What is needed is an exact copy of every entry below.

(Data records)
· · ·

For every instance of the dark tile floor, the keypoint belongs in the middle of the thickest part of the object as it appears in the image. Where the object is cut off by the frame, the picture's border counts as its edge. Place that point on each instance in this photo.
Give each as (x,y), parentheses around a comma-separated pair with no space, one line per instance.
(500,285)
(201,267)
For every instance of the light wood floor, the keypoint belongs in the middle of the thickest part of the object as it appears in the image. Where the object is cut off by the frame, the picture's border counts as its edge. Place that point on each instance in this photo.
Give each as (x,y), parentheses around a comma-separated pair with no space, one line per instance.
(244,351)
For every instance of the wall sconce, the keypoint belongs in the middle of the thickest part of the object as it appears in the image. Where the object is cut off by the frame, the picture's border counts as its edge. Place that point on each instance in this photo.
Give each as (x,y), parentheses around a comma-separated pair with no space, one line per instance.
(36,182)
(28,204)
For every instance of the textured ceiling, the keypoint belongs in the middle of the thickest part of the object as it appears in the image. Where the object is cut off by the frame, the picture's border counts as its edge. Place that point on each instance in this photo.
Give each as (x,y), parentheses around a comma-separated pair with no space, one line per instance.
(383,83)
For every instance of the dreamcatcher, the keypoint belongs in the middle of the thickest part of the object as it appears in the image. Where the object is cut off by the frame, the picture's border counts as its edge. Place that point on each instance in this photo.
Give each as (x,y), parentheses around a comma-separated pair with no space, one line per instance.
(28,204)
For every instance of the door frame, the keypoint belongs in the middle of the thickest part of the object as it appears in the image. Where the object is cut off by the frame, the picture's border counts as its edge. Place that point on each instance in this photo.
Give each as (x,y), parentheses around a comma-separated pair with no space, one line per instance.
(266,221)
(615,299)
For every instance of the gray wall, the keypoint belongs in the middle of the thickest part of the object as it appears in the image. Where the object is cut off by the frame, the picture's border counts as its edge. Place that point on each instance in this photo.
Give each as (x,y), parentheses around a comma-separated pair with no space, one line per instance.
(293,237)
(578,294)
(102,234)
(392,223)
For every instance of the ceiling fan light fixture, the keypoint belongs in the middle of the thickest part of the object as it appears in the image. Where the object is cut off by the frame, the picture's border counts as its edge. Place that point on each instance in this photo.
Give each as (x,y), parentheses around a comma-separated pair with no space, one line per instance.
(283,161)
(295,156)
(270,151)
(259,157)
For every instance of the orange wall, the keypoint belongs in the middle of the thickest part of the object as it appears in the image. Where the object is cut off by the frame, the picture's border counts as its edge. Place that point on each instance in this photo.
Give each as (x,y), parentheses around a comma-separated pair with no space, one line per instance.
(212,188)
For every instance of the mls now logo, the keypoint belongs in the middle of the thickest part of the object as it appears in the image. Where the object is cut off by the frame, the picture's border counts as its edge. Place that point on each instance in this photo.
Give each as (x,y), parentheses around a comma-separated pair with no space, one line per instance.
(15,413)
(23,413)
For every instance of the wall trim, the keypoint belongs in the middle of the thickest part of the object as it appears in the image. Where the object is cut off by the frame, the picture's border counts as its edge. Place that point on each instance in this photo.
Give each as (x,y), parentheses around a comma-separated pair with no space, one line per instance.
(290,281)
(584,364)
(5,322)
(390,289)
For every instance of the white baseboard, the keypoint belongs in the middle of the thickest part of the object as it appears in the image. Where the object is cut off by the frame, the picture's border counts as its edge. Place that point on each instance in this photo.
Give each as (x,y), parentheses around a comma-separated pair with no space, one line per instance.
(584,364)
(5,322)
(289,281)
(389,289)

· · ·

### YOUR SOLUTION:
For every instance of the dark tile floor, the keypoint belongs in the middle of the thickest part of the object as it appears in the image. Where the object is cut off by the frame, the picture's border counts as its edge. Place that point on each instance in this photo.
Give each as (x,y), parentheses around a comma-separated pair with no space, one line per instance.
(500,285)
(201,267)
For every instance of the light wood floor, the keypoint belongs in the middle of the thickest part of the object as it appears in the image. Where the object is cut off by the frame, the picture's border counts as its edge. Place that point on each instance in this photo.
Give each as (x,y), parentheses around a comma-separated pair with no space, one line per instance.
(244,351)
For every instance of the wall sconce, the keypoint belongs in the middle of the thickest part of the object as it appears in the image. Where the object is cut off by the frame, the picture's border counts as its edge. Place that point on each instance in this photo.
Give each as (x,y), parentheses around a comma-separated pair with no space, one line per instance.
(36,182)
(28,204)
For every instance of the textured ceiling, the keypoint belongs in the middle of the thickest part of the object as it appears in the image. Where the object is cut off by the frame, the picture's border counts as its edge. Place that point on each instance in this photo.
Give each as (x,y), parentheses around a comma-separated pair with no space, one line per instance.
(383,83)
For every instance of the dreamcatcher, the keypoint belongs in the middle of the thickest part of the object as it appears in the image. Where the object is cut off by the frame, the picture's border counts as its edge. Place that point on each instance in this photo.
Give each as (x,y), parentheses around a comma-separated pair with no space, one line per instance.
(28,204)
For every instance of the door frame, the keypoint belongs in the middle of the thickest part of the object as it appears in the image. Where the object is cut off by the frame, the picture's border counts as its edge. Place that point on each instance in this photo.
Give each as (x,y), parentheses around a comma-separated pair with no space, one line per instance.
(266,221)
(615,299)
For every instance of the gray wall, the keypoint belongs in the middle of the thickest part of the object as it appears in the image. Where the object is cut off by the frame, the picture's border counts as its edge. Place that point on each instance in this photo.
Give each as (x,y), parentheses around a comma-separated pair with no space, one line per instance.
(293,237)
(578,294)
(102,234)
(392,223)
For every instance of the ceiling fan light fixture, the keypoint belongs in the middle of the thickest part of the object as it appears in the image. Where the object is cut off by the frame, the picture's border counts as its edge. Place that point on each instance in this photo.
Give each as (x,y), parentheses around a comma-separated pair with no space, one line per instance.
(283,161)
(295,156)
(270,151)
(259,157)
For every instance of the orange wall, the keypoint belongs in the middle of the thickest part of the object as it appears in the image. Where the object is cut off by the frame, the picture's border counts as its edge. Place that point on each instance in this photo.
Give each as (x,y), parentheses around a comma-separated pair with no space, one line per instance.
(212,188)
For every instance of the mls now logo, the keypoint belongs in the middle of the thickest part of the object as it appears in the image. Where the object is cut off by the frame, the picture's border counts as its edge. Place that point on each instance in this photo.
Give each as (x,y), parentheses around a comma-separated pair with no space, one line per instance.
(15,413)
(23,413)
For every instance of the wall trim, the keypoint belongs in the middle of the thickest part of the object as it appears in the image. Where the object is cut off by the frame, the picture's border counts as its edge. Place that point on each instance in this photo.
Give each as (x,y), parentheses around a comma-separated pair with no space, one line per instance.
(290,281)
(584,364)
(5,322)
(390,289)
For every instance of the white baseboard, the keypoint belongs in the middle of the thickest part of the object as it appears in the image. Where the object is cut off by the frame, the picture's border counts as its edge. Place that point on each instance in this photo.
Give each as (x,y), parentheses around a comma-separated pair with no space, one line per instance.
(584,364)
(5,322)
(289,281)
(389,289)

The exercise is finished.